## Start TASK DATA
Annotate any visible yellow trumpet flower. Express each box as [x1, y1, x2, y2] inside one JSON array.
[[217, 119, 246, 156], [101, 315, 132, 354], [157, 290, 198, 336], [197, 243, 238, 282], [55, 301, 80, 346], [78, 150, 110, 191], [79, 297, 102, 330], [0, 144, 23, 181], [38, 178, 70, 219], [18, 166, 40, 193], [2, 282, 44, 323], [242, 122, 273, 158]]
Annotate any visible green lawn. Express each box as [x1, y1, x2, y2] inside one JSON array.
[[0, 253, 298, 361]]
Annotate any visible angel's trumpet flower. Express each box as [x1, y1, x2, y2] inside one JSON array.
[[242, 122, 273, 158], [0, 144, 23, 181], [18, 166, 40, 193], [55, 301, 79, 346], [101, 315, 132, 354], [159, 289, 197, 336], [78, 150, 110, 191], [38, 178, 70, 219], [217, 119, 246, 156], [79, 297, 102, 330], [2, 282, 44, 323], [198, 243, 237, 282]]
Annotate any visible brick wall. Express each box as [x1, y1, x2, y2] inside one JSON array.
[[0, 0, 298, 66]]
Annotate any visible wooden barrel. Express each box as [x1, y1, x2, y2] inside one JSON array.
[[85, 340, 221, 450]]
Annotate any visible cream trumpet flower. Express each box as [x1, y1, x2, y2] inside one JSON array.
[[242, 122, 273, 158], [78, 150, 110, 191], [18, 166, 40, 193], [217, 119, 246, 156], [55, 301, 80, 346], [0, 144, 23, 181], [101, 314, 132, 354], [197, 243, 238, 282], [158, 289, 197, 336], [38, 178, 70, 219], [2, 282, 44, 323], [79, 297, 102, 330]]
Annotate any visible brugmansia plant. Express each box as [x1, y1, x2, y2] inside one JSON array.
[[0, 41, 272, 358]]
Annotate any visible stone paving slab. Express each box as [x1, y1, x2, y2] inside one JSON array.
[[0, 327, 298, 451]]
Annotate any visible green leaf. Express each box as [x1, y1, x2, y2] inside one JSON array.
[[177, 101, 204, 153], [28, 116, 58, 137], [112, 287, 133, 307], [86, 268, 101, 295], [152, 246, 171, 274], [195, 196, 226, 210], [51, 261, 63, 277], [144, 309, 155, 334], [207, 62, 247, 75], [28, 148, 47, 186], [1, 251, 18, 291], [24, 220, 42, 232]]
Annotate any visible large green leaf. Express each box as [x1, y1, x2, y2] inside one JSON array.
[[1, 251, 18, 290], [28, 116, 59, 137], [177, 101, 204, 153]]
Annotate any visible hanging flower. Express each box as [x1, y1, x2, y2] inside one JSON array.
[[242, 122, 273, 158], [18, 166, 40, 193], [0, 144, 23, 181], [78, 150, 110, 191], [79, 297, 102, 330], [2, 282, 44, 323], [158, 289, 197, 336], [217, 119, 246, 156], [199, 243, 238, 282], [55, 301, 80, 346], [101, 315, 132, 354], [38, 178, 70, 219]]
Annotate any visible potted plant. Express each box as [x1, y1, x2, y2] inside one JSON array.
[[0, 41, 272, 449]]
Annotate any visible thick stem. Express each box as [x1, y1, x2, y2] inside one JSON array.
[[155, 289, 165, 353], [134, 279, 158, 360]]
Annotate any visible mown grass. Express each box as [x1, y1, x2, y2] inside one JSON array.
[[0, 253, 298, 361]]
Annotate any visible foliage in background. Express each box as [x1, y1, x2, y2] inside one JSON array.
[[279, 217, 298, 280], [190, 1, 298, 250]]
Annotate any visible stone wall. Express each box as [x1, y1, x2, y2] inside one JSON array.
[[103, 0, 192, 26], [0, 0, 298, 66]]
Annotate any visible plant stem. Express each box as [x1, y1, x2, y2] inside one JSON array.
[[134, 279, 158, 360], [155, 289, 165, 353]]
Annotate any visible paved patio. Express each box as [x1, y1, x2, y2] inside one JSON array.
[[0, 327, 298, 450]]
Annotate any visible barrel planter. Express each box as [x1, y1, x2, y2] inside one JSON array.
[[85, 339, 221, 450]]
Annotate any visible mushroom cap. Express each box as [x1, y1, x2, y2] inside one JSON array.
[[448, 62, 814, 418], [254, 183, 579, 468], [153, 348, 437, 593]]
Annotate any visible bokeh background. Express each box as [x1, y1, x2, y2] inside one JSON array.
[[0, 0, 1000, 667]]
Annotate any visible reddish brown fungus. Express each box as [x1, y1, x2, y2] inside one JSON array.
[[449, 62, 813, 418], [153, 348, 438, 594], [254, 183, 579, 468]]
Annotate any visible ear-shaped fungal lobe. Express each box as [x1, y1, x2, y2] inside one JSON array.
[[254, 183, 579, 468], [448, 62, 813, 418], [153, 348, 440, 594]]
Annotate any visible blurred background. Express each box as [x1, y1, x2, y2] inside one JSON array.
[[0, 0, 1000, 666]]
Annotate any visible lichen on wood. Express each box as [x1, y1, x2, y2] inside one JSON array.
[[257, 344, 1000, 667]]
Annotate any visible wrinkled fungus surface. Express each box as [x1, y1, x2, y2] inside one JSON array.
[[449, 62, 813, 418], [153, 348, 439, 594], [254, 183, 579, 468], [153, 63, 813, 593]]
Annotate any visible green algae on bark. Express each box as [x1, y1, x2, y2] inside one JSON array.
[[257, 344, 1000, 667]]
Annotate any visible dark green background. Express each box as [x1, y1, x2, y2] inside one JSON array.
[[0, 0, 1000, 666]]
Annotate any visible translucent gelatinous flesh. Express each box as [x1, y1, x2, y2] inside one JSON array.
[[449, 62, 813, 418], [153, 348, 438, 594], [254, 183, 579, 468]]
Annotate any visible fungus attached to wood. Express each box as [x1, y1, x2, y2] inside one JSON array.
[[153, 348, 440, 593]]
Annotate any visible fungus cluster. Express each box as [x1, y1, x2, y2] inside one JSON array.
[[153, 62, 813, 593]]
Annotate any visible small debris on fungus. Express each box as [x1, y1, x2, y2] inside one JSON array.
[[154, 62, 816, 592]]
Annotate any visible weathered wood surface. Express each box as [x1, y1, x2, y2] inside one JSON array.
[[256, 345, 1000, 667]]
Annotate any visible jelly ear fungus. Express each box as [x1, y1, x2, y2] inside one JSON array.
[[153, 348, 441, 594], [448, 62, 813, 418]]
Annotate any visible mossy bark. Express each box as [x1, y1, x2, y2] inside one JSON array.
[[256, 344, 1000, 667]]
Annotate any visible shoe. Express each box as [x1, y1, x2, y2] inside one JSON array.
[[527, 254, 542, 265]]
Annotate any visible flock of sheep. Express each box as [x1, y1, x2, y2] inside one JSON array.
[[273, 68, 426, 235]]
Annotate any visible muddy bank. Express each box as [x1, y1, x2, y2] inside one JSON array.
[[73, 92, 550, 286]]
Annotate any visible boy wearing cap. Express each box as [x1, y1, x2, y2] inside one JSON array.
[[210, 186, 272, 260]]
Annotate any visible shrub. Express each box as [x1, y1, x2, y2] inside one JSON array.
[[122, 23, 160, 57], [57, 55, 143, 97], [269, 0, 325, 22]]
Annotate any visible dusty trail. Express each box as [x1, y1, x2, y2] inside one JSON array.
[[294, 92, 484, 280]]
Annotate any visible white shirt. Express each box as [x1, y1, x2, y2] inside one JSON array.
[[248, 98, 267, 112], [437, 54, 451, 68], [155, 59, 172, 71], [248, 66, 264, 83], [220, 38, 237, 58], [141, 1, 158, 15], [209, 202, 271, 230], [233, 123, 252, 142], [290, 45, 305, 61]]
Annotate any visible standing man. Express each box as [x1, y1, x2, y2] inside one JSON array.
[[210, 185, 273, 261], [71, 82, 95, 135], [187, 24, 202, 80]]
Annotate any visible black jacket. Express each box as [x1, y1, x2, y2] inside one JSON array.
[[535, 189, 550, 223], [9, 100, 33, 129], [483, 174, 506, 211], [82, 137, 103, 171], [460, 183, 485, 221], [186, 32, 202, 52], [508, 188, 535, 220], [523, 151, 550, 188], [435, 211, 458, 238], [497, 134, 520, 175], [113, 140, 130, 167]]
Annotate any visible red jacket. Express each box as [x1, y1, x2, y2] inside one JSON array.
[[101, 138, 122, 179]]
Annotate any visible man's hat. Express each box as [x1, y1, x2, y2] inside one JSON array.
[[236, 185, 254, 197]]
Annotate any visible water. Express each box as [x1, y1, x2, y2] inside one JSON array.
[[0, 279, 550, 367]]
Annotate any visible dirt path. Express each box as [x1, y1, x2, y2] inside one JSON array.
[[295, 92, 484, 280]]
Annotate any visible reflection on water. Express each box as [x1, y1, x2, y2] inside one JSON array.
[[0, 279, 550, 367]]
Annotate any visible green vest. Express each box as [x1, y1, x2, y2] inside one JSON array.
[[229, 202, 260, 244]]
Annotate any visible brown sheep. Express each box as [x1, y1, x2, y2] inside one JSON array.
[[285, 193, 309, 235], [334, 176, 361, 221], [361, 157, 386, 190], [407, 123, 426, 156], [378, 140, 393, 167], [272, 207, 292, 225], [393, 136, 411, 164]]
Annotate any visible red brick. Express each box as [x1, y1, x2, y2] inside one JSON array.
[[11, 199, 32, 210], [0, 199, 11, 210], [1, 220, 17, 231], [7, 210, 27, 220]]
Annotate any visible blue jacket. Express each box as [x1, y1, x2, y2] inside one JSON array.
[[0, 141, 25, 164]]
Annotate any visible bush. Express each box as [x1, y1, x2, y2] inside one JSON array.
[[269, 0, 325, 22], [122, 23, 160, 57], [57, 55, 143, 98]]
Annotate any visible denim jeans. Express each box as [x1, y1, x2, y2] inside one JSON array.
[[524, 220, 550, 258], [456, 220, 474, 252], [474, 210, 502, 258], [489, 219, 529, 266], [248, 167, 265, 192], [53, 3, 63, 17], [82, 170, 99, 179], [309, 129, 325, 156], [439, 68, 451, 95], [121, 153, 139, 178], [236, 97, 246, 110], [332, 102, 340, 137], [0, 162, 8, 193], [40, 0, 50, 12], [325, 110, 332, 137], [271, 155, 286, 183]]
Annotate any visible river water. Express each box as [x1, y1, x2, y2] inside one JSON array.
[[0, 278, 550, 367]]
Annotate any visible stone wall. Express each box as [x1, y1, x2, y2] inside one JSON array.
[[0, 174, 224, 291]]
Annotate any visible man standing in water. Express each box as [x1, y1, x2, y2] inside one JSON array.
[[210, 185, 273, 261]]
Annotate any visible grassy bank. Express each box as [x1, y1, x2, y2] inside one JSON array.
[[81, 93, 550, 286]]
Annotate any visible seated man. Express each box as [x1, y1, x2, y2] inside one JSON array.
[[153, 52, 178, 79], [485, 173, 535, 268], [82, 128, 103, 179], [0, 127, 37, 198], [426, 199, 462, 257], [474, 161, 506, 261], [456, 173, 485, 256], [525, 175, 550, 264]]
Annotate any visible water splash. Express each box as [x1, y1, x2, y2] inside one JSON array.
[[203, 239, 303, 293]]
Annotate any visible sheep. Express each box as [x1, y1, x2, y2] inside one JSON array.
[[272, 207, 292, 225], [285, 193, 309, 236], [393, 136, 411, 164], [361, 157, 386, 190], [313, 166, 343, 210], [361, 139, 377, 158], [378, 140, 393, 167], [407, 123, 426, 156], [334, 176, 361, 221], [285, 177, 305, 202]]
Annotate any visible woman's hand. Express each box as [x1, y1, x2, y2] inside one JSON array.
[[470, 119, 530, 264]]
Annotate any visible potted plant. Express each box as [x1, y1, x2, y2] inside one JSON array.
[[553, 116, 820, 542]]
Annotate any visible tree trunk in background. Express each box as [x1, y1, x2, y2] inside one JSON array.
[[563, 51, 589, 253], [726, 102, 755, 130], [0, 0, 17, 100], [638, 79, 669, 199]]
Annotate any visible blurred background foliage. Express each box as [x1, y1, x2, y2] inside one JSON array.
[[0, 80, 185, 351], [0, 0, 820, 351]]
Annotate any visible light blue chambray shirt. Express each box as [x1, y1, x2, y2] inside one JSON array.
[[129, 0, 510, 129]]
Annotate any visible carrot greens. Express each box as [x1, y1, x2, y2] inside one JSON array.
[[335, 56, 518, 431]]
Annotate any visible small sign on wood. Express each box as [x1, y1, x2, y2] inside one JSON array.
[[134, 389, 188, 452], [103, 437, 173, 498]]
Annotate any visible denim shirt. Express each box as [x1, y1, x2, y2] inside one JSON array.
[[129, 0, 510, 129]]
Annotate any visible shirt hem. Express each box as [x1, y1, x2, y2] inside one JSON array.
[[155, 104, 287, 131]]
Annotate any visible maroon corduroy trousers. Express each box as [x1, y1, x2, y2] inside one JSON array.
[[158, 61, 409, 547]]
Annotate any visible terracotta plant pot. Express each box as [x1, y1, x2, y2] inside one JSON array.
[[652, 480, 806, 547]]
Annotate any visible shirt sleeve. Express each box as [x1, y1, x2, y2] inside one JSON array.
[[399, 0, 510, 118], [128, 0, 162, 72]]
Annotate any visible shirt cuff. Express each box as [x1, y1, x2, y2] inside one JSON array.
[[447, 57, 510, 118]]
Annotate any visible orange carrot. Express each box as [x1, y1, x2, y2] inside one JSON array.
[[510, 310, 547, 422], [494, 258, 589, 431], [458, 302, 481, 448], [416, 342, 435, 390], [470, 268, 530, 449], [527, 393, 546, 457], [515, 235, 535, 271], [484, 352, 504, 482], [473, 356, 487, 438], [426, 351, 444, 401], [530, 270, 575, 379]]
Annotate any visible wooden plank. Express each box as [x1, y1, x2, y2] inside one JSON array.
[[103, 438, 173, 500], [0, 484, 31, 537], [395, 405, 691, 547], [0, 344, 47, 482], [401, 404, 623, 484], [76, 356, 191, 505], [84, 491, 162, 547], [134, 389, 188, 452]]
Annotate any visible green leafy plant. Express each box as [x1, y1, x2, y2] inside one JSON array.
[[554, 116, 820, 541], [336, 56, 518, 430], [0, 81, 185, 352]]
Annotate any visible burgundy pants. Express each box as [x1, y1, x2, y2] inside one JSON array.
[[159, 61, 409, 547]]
## End TASK DATA
- SET EXERCISE:
Convert the data into a JSON list of strings, one string per line with blank lines omitted. Begin at the line that contains "Annotate any visible denim jeans." and stop after the line that contains "155, 286, 183]]".

- EXERCISE RESULT:
[
  "Annotate any visible denim jeans. Express each box as [x1, y1, x2, y2] inside one JSON array.",
  "[[524, 220, 550, 258], [456, 220, 474, 252], [474, 210, 502, 258], [489, 219, 529, 266], [248, 167, 265, 192], [53, 3, 63, 17], [82, 170, 99, 179], [309, 129, 325, 156], [439, 68, 451, 95], [121, 153, 139, 178], [236, 97, 246, 110], [332, 102, 340, 137], [0, 162, 8, 193], [40, 0, 50, 12], [325, 110, 332, 137], [271, 155, 286, 183]]"
]